[Data for review — start]
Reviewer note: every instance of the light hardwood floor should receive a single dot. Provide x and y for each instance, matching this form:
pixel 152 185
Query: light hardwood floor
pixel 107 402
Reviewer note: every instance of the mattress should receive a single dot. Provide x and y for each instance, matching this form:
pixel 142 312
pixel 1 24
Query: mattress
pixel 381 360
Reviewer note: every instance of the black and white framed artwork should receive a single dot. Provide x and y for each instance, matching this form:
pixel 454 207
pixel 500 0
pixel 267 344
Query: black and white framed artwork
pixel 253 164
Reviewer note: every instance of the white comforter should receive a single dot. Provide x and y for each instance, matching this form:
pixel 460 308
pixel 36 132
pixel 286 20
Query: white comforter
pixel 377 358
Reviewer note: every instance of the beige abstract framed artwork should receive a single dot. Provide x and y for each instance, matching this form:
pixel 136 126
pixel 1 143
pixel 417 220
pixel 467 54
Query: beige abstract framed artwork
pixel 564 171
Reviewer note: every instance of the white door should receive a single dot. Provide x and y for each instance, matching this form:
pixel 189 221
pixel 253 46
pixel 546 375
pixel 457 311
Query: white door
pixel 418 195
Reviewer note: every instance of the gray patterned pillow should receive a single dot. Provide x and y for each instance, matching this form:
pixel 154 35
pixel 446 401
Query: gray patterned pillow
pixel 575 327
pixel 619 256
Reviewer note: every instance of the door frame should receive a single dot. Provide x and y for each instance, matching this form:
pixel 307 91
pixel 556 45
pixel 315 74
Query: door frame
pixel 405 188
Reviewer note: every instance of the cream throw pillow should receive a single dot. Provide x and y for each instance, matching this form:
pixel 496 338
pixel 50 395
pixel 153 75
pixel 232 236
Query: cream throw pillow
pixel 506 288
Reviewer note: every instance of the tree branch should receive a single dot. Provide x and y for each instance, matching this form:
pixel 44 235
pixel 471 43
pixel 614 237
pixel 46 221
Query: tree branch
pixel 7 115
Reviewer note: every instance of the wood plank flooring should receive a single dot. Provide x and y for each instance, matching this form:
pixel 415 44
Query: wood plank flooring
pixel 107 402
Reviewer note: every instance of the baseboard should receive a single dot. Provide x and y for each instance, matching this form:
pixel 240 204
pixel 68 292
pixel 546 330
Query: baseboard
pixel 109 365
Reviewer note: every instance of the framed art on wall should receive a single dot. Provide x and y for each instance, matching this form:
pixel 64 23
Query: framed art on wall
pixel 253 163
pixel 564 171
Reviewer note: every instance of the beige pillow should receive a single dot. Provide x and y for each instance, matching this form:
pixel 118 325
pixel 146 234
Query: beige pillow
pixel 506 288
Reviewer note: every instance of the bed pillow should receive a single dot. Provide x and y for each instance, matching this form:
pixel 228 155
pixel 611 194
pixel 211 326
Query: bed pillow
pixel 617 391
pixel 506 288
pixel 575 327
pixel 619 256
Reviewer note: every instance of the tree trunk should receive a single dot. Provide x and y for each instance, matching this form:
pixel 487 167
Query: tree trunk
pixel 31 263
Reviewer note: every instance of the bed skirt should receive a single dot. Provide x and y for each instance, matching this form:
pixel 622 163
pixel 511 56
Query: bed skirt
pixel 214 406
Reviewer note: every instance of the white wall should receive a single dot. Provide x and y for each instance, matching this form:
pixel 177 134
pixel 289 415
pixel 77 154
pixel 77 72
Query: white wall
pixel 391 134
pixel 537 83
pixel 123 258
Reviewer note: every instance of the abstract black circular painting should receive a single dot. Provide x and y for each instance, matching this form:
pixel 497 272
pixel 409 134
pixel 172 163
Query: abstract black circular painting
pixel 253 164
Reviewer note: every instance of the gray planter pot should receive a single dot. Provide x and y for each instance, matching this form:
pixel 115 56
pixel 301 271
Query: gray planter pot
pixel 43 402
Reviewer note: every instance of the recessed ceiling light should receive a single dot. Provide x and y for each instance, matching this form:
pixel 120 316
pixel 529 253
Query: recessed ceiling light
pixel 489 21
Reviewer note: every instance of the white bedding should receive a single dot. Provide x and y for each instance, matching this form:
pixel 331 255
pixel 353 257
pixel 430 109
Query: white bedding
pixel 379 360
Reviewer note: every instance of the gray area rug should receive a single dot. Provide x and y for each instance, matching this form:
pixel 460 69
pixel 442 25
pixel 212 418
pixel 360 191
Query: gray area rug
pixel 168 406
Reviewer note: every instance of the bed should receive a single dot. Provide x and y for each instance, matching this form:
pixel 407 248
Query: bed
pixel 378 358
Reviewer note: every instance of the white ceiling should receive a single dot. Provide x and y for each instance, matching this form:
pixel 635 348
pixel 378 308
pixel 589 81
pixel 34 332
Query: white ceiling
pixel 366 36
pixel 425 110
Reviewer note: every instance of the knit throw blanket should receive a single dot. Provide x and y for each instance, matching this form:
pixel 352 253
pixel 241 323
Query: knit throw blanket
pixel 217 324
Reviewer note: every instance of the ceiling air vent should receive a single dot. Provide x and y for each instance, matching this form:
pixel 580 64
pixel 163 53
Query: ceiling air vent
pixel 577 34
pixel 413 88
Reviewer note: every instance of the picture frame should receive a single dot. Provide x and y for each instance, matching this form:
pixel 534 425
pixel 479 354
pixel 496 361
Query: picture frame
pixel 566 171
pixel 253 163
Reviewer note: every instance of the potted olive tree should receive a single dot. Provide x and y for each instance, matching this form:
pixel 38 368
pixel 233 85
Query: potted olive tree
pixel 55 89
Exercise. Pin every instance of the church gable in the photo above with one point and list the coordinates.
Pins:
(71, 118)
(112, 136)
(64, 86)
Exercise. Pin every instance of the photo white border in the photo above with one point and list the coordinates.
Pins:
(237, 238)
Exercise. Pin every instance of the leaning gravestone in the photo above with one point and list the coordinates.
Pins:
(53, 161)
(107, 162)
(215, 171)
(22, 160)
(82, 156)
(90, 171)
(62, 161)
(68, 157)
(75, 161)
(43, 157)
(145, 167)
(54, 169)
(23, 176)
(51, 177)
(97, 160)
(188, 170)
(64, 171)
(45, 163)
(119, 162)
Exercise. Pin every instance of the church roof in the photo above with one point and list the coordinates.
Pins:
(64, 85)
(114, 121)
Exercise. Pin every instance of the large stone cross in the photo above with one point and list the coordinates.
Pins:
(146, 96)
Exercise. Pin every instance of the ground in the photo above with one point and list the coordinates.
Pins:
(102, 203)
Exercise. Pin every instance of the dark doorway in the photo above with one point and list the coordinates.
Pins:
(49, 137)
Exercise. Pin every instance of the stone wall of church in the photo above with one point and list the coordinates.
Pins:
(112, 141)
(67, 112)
[Data for review — finish]
#### [Requirement]
Go through the material above and output exactly the lines from the one containing "Query: potted olive tree" through the one containing "Exercise. Pin every instance of the photo".

#### [Response to the exercise]
Query: potted olive tree
pixel 55 89
Exercise. Pin every instance of the church gable in the photo above with one point and list the coordinates.
Pins:
(71, 118)
(112, 136)
(64, 86)
Exercise. Pin every instance of the photo white border in the photo above with one point and list the coordinates.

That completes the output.